Using the procedure text on outlining HG, decide whether each of these statements agrees with it, and answer yes or no with the deciding words quoted from the text. (a) On the coronal images, HG tracing ran from the most anterior marked image to the most posterior. (b) Sagittal MRIs served to check and confirm HG boundaries. (c) The roof of the white matter of STG formed the inferior boundary of HG gray matter.

━━━ Provided text ━━━

Briefly summarized, our ROI definition procedure involved first using axial MRIs for manually outlining HG. The marked voxels defining the axial HG outlines, once reformatted, helped to accurately pinpoint the location of HG on the coronal images, with HG tracing proceeding from the most posterior coronal image with a mark to the most anterior. In between these bounds, we manually outlined HG gray matter. As the Heschl sulcus reached the lateral border of STG, we included only the edge of gray matter of HG superior to the level of the white matter, ie, the roof of the white matter of STG was the inferior boundary of HG gray matter, and the most lateral extension of white matter formed the lateral bound of HG. Finally, sagittal MRIs were used to check and confirm HG boundaries.

━━━ Extracted material ━━━

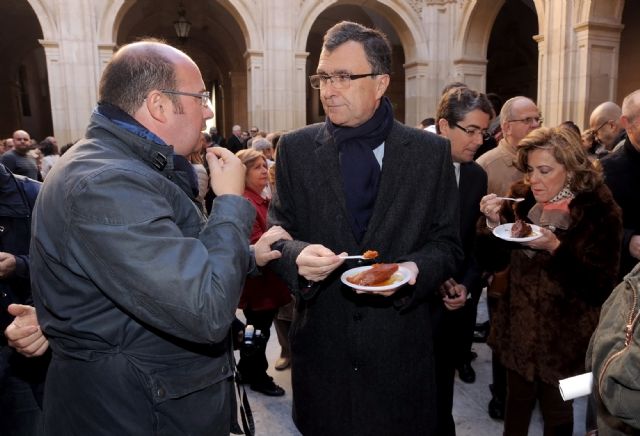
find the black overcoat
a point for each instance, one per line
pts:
(363, 364)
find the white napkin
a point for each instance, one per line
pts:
(575, 387)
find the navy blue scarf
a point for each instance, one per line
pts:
(127, 122)
(359, 166)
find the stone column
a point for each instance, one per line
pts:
(298, 107)
(57, 92)
(71, 64)
(235, 106)
(471, 71)
(598, 46)
(255, 88)
(419, 99)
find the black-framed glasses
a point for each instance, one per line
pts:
(472, 131)
(205, 97)
(529, 121)
(339, 81)
(595, 132)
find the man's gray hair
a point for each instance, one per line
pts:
(375, 43)
(506, 113)
(133, 73)
(631, 105)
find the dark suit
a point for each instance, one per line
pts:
(622, 176)
(453, 330)
(363, 364)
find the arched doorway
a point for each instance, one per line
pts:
(366, 17)
(512, 54)
(216, 43)
(24, 87)
(629, 59)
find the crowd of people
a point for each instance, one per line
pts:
(121, 282)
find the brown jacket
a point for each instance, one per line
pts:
(542, 325)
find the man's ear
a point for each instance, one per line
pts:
(383, 84)
(624, 122)
(443, 127)
(157, 106)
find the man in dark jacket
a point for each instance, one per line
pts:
(622, 176)
(21, 379)
(463, 117)
(362, 364)
(134, 287)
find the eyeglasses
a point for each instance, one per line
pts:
(339, 81)
(595, 132)
(205, 97)
(529, 120)
(473, 131)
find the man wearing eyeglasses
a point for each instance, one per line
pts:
(463, 117)
(606, 127)
(362, 363)
(518, 116)
(134, 288)
(18, 160)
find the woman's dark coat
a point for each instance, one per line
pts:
(542, 325)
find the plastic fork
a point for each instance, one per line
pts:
(517, 200)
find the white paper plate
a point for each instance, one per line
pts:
(504, 232)
(399, 278)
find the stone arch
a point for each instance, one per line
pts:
(472, 39)
(406, 23)
(399, 14)
(47, 21)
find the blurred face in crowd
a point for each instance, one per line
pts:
(545, 174)
(355, 102)
(467, 136)
(21, 142)
(525, 117)
(257, 175)
(632, 126)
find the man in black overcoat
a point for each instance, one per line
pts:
(362, 363)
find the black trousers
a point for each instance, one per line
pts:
(253, 360)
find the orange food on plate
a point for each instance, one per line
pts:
(370, 254)
(377, 275)
(520, 229)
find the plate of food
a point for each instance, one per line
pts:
(377, 277)
(518, 231)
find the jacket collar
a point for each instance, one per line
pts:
(13, 202)
(159, 156)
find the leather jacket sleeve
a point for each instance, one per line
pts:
(148, 267)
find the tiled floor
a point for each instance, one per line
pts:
(273, 415)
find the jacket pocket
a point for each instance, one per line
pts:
(178, 381)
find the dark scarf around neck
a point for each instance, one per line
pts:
(359, 166)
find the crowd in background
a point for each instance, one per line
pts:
(578, 187)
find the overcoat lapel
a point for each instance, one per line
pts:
(327, 155)
(391, 181)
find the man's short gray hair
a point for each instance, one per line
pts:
(375, 43)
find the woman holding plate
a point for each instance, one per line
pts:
(557, 281)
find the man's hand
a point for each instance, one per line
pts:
(262, 248)
(7, 264)
(454, 295)
(315, 262)
(226, 172)
(24, 333)
(634, 246)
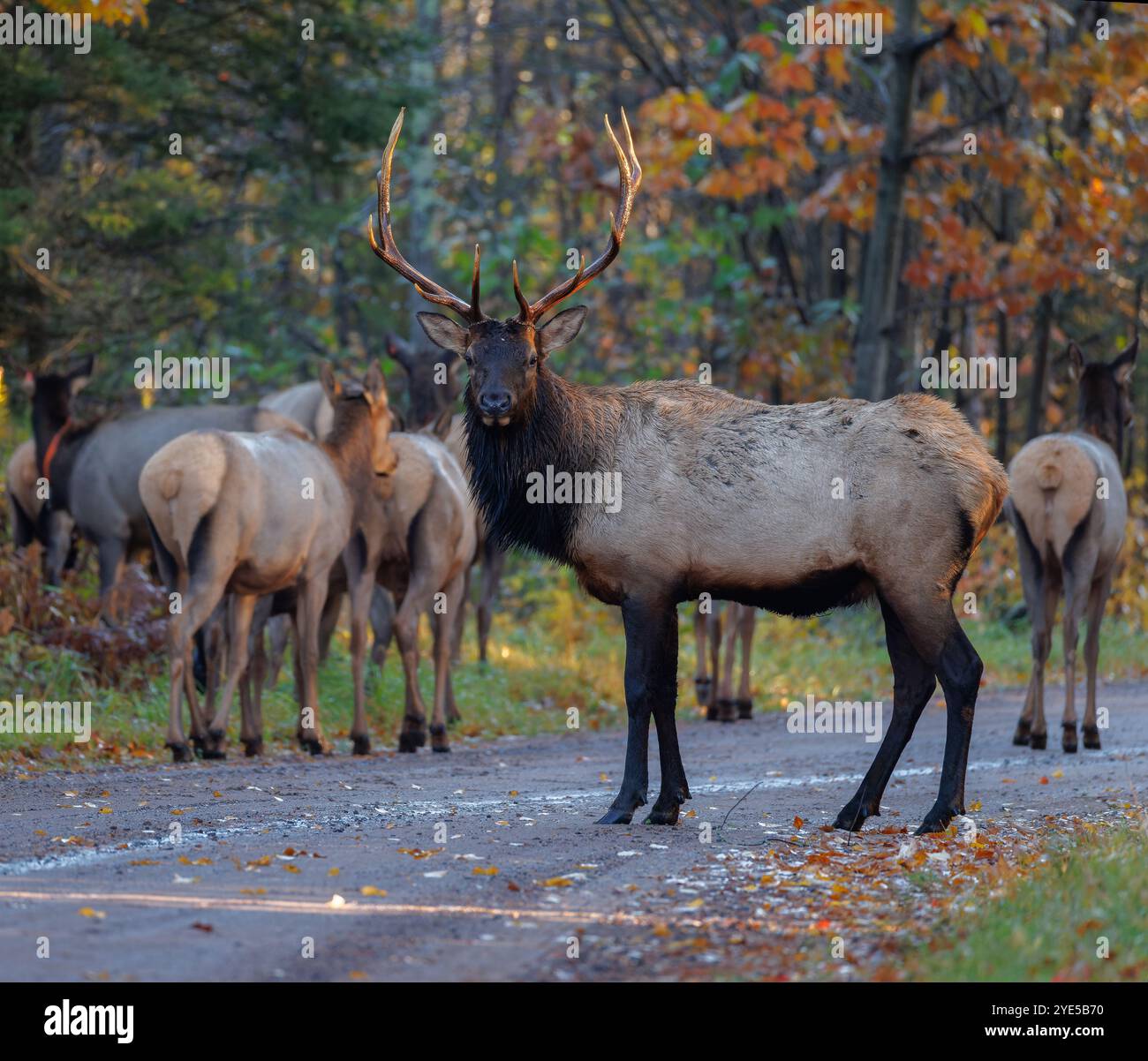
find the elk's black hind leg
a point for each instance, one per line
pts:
(649, 628)
(914, 684)
(959, 669)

━━━

Exercise result
(a) No: "with HG tracing proceeding from the most posterior coronal image with a mark to the most anterior"
(b) Yes: "sagittal MRIs were used to check and confirm HG boundaries"
(c) Yes: "the roof of the white matter of STG was the inferior boundary of HG gray matter"